Joe Rubinstein says he’s making the camera everyone else could have, but wouldn’t.

A 2K camera that shoots 24p, costs around $3,000, and comes in a retro package that stands out visibly in a world of black boxes? Easy. It’s called the Digital Bolex. That camera has gone from the design phase to a Kickstarter crowdfunding campaign that has raised $286,662 as of this writing, and will fund the first run of cameras that should be out by October. Rubinstein recently had a prototype as SXSW that got a lot of attention.

“Other companies could have made this camera already, but they don’t want to — it would cut into the market for the high-priced cameras they sell,” says Rubinstein, who came into the project as an offshoot of his photo-booth business, Polite in Public.

“That business involved using software that worked with the RAW photo format,” he said. “I was doing technical development working with software people on these video booths, and I was seeing that there was a need for a camera that could shoot 24 frames per second in RAW format. The Arri Alexa was just out, but that’s a $75,000 camera, and I began to research companies who might be able to make something like this for a lower cost.”

He began calling this idea the “Digital Bolex,” after the line of Swiss-made 16mm cameras that a generation of pre-digital filmmakers had grown up with. What also makes the camera striking is its retro design. It looks like an old spring-wound Bolex, right down to a crank handle that will serve as a selection device.

A protoype of the Digital Bolex

“My take on it is that a Bolex was the camera that really represented a sense of discovery and fun for so many filmmakers, as much as it was also a tool for professionals. I remember getting a Bolex, shooting with it, then processing the film myself on a reel-to-reel processor, and projecting it on a screen that night. I thought that what’s missing from digital cameras out there now is that sense of fun.”
********************
WHAT IS ASKED:
1 > Edit the Digital Bolex article, starting at "A 2K camera" and ending at "Polite in Public.", so that "high-priced" is replaced with "expensive".
2 > Decide whether each statement below agrees with the Digital Bolex article, answering yes or no and quoting the words that decide it: (a) The crowdfunding campaign had raised $286,662 at the time of writing. (b) The original Bolex cameras were made in Germany. (c) The crank handle on the Digital Bolex is purely decorative.
********************
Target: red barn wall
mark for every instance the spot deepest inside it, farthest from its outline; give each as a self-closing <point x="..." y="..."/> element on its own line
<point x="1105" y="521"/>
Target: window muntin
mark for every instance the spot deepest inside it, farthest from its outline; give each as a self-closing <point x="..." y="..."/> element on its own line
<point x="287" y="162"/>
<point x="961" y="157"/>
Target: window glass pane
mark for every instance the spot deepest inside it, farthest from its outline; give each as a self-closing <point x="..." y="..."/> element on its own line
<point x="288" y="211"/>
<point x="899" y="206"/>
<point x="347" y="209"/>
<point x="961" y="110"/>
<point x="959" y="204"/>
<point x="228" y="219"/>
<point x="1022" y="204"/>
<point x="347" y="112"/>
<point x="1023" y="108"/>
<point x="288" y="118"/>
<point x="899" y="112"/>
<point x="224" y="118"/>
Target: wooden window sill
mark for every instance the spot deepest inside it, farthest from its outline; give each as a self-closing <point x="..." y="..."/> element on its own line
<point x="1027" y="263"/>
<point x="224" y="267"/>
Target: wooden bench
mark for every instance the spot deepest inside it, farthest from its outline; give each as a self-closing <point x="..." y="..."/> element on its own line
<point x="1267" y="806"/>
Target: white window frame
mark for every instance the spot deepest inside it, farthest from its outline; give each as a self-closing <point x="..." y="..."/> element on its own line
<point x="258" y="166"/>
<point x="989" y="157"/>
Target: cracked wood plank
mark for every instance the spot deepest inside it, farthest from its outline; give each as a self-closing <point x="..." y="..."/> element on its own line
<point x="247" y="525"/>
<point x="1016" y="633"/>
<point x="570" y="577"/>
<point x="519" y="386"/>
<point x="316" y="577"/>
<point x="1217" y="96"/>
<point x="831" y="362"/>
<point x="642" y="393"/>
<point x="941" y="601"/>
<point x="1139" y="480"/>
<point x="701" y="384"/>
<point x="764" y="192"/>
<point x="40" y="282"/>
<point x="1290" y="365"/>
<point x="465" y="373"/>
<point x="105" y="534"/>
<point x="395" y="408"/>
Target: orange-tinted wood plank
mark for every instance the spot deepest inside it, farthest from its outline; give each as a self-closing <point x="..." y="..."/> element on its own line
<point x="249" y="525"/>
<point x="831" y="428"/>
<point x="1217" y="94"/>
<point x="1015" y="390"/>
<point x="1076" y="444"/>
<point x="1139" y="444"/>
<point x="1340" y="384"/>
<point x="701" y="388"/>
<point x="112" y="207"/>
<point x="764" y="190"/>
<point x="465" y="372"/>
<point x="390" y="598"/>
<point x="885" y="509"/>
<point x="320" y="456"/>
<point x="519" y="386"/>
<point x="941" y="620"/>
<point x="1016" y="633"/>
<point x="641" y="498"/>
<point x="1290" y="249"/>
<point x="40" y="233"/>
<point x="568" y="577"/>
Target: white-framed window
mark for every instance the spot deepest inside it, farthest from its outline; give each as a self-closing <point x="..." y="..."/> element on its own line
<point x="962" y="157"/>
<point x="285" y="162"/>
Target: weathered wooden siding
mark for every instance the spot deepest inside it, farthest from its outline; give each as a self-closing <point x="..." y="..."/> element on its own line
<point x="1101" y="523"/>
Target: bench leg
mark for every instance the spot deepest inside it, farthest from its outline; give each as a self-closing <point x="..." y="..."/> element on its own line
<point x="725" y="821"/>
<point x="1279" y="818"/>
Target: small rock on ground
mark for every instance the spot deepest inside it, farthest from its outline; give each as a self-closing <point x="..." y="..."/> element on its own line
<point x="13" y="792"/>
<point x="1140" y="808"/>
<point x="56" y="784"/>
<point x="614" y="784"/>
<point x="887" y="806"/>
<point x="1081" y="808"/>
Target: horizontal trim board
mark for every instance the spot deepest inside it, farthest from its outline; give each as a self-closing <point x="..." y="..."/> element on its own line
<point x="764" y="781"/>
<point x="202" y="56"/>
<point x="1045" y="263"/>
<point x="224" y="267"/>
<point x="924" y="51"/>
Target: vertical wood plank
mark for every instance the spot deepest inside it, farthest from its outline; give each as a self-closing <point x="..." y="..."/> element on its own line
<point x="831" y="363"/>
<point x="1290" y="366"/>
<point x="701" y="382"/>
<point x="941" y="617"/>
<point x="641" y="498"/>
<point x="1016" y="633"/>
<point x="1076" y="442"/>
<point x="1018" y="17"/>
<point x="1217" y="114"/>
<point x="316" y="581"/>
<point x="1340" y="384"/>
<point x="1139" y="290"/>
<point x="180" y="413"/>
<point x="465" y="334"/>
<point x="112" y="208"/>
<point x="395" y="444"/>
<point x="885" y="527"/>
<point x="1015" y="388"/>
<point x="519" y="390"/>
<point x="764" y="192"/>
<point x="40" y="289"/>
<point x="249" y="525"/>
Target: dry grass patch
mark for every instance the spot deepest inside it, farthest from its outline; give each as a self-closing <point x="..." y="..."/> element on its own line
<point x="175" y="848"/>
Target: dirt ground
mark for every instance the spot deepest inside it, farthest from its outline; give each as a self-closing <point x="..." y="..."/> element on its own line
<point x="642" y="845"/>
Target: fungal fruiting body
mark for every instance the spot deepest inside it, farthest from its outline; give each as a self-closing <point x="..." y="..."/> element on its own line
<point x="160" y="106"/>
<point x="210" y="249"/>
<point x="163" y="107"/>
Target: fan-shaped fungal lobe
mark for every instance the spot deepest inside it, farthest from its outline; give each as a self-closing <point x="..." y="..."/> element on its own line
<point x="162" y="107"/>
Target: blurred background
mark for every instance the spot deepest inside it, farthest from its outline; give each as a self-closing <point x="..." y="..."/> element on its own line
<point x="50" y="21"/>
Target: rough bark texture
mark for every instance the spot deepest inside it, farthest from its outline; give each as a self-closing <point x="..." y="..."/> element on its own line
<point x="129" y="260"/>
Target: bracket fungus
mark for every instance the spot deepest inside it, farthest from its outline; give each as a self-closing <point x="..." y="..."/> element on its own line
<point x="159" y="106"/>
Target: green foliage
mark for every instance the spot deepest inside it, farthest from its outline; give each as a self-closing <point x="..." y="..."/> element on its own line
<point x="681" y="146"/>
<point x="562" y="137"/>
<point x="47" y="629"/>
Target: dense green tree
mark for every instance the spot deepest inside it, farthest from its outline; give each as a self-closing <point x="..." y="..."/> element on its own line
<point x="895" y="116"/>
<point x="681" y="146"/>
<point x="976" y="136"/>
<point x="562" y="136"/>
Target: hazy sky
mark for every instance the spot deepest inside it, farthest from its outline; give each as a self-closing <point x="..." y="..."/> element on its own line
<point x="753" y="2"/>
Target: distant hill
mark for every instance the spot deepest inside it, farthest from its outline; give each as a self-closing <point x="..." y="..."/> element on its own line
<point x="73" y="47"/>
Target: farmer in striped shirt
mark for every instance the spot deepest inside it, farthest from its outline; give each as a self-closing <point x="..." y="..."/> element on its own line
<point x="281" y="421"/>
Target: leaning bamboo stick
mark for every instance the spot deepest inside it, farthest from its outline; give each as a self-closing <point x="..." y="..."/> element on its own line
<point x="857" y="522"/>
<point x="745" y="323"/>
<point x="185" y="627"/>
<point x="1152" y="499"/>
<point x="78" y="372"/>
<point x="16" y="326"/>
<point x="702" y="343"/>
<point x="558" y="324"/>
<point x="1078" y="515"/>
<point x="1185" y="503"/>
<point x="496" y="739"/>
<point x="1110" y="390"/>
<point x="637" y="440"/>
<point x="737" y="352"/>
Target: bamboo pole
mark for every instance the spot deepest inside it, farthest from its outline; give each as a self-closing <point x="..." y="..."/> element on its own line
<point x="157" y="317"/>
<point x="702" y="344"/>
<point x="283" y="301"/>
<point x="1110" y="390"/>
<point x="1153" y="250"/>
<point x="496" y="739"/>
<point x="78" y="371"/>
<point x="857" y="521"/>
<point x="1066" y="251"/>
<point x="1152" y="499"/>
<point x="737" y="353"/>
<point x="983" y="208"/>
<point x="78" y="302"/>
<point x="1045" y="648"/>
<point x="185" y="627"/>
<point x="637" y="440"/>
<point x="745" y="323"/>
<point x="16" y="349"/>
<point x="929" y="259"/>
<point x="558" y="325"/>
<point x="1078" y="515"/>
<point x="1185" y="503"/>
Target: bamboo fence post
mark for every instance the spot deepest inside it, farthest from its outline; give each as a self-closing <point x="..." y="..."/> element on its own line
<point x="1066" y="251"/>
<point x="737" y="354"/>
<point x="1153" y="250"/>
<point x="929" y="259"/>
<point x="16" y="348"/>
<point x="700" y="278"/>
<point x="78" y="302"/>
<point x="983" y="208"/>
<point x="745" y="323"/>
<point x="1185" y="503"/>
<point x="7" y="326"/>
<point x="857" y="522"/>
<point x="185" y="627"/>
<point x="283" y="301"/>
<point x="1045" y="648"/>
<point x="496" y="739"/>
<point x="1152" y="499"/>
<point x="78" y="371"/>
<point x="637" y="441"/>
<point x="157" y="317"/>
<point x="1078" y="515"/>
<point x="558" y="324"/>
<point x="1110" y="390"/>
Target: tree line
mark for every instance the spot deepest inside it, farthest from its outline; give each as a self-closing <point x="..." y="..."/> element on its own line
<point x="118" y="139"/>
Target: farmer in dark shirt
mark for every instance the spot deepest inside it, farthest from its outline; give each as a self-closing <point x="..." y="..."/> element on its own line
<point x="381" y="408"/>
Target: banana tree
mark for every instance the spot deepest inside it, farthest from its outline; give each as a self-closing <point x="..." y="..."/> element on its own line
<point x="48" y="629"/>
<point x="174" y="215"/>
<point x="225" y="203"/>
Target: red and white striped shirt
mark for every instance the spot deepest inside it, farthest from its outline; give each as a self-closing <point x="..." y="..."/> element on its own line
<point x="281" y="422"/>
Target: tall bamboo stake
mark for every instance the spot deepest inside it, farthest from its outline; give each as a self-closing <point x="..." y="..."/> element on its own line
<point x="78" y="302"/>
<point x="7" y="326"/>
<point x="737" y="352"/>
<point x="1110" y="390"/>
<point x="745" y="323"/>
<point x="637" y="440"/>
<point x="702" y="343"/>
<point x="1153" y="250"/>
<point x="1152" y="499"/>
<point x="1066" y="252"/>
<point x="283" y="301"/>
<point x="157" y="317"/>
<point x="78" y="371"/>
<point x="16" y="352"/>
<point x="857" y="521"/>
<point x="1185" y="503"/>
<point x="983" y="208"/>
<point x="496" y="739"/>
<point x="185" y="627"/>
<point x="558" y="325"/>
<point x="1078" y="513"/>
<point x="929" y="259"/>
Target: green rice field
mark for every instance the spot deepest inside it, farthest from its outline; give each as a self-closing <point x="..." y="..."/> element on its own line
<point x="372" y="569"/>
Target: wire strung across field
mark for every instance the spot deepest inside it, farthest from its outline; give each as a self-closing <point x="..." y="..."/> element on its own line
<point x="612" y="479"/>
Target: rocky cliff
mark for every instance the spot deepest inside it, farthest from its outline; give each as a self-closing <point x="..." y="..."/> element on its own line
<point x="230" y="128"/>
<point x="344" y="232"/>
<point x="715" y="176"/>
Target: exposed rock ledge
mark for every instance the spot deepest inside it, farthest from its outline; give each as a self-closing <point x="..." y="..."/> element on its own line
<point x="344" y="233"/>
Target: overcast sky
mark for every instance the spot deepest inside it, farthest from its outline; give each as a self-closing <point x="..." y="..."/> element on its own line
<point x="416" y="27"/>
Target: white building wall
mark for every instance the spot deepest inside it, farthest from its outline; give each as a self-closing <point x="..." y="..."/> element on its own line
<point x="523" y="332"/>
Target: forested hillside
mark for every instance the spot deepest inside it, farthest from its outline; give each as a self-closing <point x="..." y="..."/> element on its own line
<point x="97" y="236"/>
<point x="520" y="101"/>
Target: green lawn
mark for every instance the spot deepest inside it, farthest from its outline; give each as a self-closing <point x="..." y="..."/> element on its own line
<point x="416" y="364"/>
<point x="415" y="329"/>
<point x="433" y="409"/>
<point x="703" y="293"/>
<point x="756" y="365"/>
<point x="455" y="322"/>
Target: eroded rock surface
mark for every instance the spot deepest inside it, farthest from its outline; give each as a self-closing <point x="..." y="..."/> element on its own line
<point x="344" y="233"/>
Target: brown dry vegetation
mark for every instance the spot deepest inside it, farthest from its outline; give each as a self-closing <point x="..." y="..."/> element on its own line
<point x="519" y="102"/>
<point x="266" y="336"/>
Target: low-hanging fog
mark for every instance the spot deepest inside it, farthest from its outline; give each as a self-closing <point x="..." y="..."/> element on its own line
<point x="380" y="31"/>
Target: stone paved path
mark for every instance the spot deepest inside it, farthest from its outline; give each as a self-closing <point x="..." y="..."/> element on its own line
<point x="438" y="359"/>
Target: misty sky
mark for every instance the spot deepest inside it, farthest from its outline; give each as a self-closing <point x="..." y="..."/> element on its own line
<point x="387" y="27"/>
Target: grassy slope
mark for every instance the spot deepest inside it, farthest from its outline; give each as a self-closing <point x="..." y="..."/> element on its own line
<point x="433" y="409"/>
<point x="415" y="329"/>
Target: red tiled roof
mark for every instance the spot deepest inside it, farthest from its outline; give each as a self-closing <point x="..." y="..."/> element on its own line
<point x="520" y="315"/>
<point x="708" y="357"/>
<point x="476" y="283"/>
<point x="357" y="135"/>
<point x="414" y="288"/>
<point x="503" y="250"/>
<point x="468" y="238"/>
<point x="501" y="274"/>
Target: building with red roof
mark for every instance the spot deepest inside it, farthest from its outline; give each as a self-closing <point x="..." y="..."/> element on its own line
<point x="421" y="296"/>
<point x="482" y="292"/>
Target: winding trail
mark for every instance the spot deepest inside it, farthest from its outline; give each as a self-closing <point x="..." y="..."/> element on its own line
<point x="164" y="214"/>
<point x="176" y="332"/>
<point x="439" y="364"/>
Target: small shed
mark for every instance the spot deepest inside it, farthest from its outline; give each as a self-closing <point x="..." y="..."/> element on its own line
********************
WRITTEN ANSWERS:
1 >
A 2K camera that shoots 24p, costs around $3,000, and comes in a retro package that stands out visibly in a world of black boxes? Easy. It’s called the Digital Bolex. That camera has gone from the design phase to a Kickstarter crowdfunding campaign that has raised $286,662 as of this writing, and will fund the first run of cameras that should be out by October. Rubinstein recently had a prototype as SXSW that got a lot of attention.

“Other companies could have made this camera already, but they don’t want to — it would cut into the market for the expensive cameras they sell,” says Rubinstein, who came into the project as an offshoot of his photo-booth business, Polite in Public.

2 >
(a) Yes: "has raised $286,662 as of this writing"
(b) No: "the line of Swiss-made 16mm cameras"
(c) No: "a crank handle that will serve as a selection device"